START Data supplied
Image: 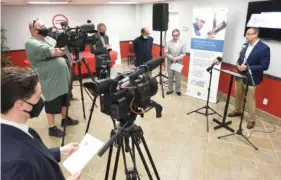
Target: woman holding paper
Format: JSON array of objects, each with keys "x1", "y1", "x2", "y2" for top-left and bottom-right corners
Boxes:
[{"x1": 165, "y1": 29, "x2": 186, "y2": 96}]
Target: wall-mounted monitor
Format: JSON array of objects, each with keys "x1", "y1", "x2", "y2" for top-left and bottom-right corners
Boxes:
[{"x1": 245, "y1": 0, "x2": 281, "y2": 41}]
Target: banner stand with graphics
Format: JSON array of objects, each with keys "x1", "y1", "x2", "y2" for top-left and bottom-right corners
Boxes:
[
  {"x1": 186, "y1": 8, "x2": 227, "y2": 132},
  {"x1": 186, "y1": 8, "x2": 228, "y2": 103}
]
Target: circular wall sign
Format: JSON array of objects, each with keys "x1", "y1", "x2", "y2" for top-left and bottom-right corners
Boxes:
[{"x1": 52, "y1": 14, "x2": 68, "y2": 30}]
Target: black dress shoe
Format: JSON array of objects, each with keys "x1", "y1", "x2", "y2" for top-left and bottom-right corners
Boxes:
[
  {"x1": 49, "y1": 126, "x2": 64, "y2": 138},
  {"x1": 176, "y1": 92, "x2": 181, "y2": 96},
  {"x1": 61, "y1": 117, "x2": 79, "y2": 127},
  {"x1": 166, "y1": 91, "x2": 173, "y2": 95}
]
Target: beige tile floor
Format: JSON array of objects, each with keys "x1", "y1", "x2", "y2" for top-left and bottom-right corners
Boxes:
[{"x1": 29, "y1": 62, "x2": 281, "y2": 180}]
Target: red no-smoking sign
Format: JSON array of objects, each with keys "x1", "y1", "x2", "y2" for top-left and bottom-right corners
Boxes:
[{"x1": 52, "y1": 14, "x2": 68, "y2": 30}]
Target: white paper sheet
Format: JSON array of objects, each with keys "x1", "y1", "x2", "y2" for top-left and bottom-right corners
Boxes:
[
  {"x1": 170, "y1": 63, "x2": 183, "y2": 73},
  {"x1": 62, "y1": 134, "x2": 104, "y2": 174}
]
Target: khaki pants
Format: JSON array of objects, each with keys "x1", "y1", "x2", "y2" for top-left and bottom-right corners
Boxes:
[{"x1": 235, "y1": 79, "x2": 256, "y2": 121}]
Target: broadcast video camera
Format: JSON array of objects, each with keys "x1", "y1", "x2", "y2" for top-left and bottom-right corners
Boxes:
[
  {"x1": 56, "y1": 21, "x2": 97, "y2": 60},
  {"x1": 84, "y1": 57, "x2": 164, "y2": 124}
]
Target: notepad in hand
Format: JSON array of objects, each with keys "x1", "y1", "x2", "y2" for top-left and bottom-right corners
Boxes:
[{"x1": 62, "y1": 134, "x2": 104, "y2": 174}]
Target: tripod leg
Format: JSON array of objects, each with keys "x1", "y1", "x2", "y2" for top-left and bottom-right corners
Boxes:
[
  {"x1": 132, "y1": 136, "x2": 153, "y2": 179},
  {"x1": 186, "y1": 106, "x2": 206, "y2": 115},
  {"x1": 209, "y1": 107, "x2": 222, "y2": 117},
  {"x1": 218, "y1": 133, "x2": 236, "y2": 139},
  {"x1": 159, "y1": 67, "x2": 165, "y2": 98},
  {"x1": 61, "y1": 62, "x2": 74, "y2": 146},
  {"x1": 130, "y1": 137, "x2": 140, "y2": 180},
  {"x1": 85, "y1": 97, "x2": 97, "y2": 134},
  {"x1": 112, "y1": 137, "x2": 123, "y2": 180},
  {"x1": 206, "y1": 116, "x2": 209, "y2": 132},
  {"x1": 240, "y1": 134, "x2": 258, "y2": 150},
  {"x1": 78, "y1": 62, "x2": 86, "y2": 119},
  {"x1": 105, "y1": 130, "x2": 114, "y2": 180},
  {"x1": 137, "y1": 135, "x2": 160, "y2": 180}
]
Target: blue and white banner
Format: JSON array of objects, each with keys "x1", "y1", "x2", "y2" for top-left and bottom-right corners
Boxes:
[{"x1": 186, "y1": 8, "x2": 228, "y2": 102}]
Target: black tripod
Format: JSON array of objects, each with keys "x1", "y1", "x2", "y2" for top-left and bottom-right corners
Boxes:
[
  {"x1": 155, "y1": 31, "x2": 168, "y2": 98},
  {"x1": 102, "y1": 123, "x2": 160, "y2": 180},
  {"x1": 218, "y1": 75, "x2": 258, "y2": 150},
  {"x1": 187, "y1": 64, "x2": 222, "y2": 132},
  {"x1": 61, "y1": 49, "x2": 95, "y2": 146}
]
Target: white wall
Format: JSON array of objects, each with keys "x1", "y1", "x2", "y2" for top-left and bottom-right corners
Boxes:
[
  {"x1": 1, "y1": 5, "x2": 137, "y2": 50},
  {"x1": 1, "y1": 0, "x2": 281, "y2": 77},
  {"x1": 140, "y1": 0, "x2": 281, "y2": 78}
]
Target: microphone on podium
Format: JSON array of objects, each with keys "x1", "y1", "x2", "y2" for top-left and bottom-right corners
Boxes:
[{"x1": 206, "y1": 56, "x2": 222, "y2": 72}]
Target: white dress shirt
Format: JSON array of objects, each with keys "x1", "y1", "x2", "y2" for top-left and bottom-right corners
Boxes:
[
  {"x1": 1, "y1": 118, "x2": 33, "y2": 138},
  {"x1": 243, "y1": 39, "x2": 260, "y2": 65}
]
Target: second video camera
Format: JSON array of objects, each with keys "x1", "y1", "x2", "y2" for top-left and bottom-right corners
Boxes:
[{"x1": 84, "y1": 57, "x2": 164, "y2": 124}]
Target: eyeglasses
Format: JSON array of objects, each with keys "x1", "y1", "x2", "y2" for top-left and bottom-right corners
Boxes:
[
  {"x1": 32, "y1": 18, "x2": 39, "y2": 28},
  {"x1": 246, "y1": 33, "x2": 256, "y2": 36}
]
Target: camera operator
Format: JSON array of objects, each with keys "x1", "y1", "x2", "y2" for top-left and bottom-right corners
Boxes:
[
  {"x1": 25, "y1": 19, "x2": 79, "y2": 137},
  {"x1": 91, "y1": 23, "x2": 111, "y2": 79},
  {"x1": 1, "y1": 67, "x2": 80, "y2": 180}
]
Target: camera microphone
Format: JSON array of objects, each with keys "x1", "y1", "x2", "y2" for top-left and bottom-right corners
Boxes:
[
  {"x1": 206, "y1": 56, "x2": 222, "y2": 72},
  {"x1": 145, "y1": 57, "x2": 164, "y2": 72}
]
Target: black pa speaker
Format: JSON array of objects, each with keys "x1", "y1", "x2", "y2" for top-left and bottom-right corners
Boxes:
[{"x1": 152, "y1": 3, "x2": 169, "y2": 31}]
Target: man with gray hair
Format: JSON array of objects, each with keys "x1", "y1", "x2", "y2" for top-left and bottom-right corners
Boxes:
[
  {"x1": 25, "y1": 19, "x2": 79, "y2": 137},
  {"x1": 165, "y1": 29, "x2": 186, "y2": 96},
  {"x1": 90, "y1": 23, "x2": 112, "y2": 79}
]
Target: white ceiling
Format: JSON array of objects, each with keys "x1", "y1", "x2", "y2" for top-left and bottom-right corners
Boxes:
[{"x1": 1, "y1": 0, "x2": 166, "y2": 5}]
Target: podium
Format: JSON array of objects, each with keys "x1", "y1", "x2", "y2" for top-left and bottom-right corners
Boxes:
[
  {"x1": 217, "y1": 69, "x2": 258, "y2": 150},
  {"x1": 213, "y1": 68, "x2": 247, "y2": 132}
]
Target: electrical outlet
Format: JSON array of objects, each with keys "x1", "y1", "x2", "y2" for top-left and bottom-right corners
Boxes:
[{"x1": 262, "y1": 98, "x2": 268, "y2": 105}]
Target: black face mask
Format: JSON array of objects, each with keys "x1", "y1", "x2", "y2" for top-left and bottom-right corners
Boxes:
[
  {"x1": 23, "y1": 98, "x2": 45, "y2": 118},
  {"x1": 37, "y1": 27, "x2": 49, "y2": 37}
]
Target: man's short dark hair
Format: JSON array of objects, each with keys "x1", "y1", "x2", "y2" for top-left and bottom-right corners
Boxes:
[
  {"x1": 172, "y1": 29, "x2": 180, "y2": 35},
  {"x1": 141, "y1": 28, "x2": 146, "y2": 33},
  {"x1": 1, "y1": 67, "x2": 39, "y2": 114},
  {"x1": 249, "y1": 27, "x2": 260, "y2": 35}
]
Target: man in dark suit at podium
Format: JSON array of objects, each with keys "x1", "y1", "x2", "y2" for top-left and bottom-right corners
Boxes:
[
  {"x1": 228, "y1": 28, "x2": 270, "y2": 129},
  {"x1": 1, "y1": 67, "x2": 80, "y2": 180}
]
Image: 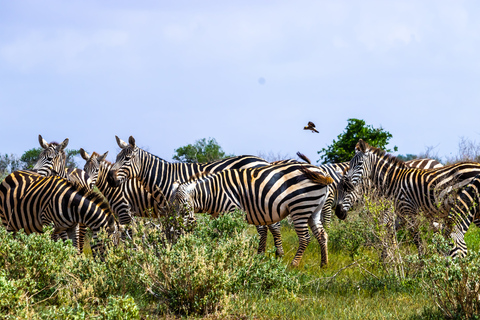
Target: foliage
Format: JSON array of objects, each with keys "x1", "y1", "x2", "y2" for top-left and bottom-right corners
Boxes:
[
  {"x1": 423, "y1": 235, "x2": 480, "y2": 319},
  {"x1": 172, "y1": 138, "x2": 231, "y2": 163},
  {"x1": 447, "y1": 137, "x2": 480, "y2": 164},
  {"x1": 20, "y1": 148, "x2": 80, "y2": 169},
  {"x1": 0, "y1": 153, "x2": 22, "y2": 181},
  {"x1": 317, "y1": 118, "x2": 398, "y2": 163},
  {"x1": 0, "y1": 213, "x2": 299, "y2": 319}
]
END Data supplied
START Data supplied
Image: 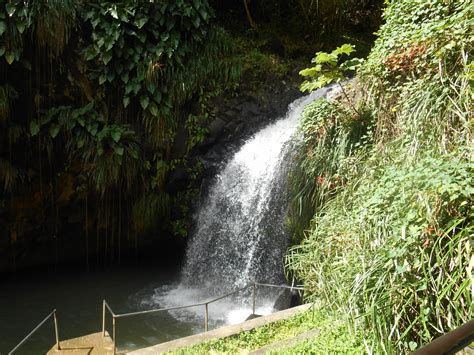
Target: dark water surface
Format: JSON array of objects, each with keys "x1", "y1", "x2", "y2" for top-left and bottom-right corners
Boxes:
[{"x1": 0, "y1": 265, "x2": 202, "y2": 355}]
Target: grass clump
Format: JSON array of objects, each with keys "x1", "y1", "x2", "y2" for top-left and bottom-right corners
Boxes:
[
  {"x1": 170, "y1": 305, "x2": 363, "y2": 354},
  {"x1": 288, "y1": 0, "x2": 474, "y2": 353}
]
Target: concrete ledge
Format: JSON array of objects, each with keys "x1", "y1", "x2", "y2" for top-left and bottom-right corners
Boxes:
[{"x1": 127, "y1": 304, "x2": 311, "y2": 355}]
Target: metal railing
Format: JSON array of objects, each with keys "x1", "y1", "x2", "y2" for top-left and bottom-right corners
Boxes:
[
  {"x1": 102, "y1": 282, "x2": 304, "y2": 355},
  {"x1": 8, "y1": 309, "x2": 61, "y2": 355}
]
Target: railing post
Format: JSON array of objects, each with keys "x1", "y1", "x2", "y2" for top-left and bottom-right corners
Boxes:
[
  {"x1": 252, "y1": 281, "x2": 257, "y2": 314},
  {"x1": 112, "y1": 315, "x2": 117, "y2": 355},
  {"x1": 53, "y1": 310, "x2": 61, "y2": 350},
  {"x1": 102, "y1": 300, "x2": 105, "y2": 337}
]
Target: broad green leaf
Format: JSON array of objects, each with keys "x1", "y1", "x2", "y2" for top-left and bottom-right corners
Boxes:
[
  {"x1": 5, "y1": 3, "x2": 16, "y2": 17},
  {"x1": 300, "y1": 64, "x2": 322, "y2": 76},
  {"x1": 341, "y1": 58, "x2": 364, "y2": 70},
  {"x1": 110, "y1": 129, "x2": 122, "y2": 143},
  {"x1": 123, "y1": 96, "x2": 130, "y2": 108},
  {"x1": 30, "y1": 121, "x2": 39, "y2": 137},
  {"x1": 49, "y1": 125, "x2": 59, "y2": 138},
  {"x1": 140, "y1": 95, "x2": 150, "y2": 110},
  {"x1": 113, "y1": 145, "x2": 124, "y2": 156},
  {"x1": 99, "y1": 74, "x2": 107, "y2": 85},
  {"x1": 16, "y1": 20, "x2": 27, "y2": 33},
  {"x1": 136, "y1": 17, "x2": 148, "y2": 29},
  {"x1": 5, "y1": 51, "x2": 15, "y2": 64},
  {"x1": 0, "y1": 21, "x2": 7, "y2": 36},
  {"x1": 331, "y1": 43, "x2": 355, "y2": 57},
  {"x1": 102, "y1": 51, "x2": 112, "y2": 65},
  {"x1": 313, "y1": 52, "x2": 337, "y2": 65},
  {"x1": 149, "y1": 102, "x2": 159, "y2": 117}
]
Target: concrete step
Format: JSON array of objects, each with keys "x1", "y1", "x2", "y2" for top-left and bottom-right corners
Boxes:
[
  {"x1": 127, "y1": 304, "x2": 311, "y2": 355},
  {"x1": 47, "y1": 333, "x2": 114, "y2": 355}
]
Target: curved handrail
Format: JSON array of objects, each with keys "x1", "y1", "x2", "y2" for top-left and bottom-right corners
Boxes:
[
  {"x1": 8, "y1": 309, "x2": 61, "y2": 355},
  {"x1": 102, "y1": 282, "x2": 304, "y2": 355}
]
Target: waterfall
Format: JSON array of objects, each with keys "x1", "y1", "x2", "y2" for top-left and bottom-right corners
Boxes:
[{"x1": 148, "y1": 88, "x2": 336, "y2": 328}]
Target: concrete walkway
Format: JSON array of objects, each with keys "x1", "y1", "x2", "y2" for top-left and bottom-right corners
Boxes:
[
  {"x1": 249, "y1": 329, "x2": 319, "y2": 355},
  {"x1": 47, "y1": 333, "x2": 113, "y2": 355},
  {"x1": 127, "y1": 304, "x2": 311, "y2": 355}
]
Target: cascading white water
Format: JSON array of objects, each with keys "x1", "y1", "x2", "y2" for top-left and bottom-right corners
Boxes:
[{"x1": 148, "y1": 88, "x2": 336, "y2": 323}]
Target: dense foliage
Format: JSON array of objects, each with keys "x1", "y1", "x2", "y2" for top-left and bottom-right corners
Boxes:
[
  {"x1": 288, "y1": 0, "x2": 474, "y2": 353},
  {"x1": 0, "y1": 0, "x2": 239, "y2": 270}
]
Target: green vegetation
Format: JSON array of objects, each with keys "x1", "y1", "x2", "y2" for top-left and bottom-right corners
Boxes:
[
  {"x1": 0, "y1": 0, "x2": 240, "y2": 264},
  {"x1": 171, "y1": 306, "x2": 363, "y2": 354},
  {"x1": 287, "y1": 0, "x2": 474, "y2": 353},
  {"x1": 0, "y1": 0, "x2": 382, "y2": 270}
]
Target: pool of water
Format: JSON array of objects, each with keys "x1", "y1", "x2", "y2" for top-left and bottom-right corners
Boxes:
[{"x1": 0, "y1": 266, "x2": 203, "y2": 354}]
END Data supplied
Select and copy each line of the entries above that contains the word "camera".

# The output
Target: broadcast video camera
Target: second video camera
Target: camera operator
Target: camera microphone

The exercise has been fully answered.